Short task –
Every entry below should be repeated exactly; the pictures should not.

The records –

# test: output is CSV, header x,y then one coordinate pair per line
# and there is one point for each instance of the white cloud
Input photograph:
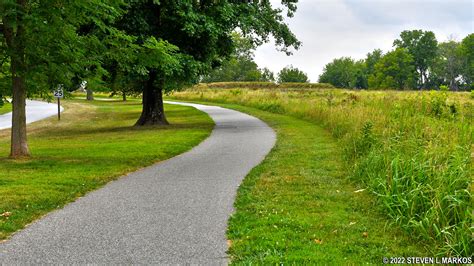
x,y
336,28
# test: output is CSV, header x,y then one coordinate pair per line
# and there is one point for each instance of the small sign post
x,y
58,94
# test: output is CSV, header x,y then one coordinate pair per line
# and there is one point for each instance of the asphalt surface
x,y
35,111
174,212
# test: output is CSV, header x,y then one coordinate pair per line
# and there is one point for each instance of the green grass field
x,y
298,208
5,108
411,151
94,143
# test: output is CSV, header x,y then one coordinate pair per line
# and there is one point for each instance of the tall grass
x,y
410,149
265,85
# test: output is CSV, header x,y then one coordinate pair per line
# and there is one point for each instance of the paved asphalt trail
x,y
174,212
35,110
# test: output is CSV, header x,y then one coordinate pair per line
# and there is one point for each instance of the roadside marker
x,y
58,93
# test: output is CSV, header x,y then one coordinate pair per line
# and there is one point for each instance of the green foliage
x,y
345,73
53,40
422,46
394,71
240,66
414,155
263,85
448,66
467,53
292,74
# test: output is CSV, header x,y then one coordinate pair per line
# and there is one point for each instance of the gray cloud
x,y
336,28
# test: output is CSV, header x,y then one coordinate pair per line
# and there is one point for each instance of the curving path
x,y
174,212
35,111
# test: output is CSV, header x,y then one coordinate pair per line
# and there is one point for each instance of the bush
x,y
264,85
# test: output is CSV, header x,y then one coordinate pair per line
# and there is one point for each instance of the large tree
x,y
201,32
449,64
44,47
422,46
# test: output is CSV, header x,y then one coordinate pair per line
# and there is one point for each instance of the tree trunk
x,y
16,42
90,95
19,144
152,111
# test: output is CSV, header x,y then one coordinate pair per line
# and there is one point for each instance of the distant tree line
x,y
240,66
417,61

Problem solution –
# test: output is CSV, header x,y then one coordinate pair per line
# and there is one point for each instance of the white cloud
Input photograph:
x,y
336,28
# test: output is CSV, header x,y then one coordinate pair per line
# and there is one point for each instance of the small sign post
x,y
58,94
# test: output is CSV, header x,y then one coordinate pair per line
# and there is one point for each instance of the asphalt surface
x,y
35,111
174,212
# test: output is CSV, header x,y then one coordinate pair per line
# and there is one point for each instance of the green grass field
x,y
298,208
5,108
411,151
94,143
# test: output is CSV, header x,y then one coordinate pair per line
# and there is one point for each instance of the tall grass
x,y
410,149
265,85
# test: output is CSV, header x,y then one coordinate pair per line
# and there is one point for each instance of the paved asphalt trail
x,y
174,212
35,110
# test: output is CSV, header x,y then one coordinate pair per line
# and there is one point for each instance of the roadside marker
x,y
58,93
# test: output is CSV, header x,y then one coordinate pair per line
# and there is one point for each instance of the green foliage
x,y
345,73
53,40
422,46
394,71
240,66
414,155
263,85
448,66
467,53
292,74
# test: output is CSV, header x,y then one coordinate pair per line
# and there is one point for each instance of the gray cloud
x,y
336,28
# test: output is CSV, header x,y then one coordinate pair per line
# and there is one point for each instance of the curving path
x,y
174,212
35,111
# test: output is CSV, header x,y then one coordinate pair per line
# and there is one point for each instance of the bush
x,y
264,85
# test: output is CSV, header x,y then one coordinate pair per line
# and there is one point for each instance of the large tree
x,y
201,32
449,64
44,47
422,46
# test: output is CSV, header x,y then one coordinate pair per line
# and there is one point for each instance of the tree trunk
x,y
16,42
90,95
19,144
152,111
# test: output is CSV, header x,y then one coordinate pair per line
# and there is one point for each instance of the distant tree line
x,y
240,66
417,61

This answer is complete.